Problem details
Count the lines in the records below that contain the word "Question", and give only that number.

==== Input records ====

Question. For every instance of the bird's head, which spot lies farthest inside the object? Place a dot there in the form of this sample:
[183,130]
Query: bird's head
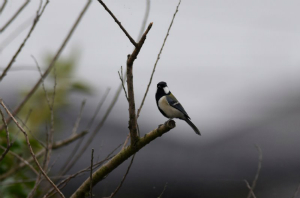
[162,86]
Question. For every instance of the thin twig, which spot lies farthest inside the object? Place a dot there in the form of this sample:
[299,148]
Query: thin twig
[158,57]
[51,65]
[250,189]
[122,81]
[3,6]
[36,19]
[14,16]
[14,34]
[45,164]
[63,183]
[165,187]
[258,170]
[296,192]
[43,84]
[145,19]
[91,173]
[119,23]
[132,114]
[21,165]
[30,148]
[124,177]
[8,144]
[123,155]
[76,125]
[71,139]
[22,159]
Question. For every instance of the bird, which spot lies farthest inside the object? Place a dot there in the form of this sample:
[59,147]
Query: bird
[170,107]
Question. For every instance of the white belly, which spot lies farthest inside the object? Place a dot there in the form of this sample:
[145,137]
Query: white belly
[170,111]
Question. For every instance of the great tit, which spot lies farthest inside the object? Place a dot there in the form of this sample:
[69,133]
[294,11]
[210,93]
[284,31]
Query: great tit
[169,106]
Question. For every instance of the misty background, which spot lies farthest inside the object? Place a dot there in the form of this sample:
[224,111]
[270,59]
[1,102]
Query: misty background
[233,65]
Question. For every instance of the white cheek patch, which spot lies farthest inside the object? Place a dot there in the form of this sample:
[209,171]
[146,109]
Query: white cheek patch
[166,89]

====
==== Input records ====

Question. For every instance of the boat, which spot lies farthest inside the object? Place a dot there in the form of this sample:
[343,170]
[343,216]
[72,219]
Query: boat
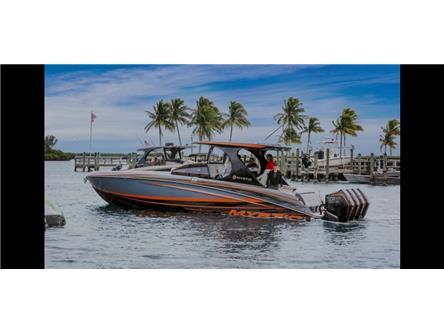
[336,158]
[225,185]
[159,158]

====
==== Input records ====

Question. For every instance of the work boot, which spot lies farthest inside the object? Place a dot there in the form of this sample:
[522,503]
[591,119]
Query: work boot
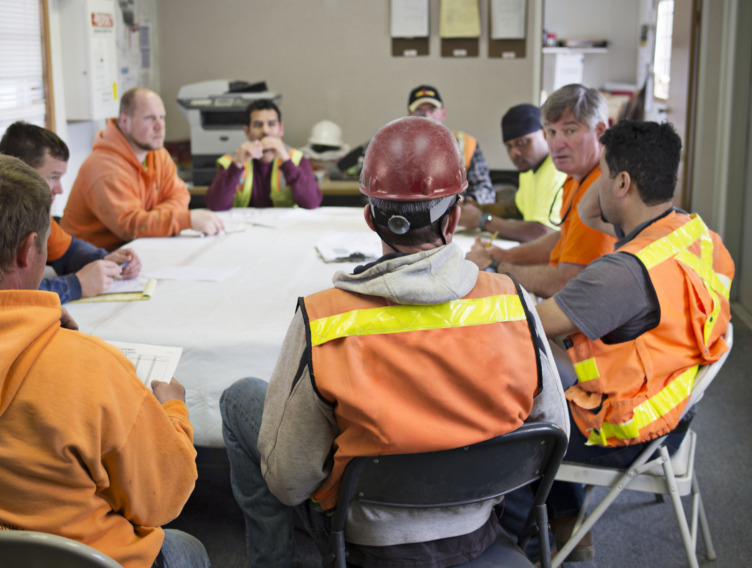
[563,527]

====

Finished task
9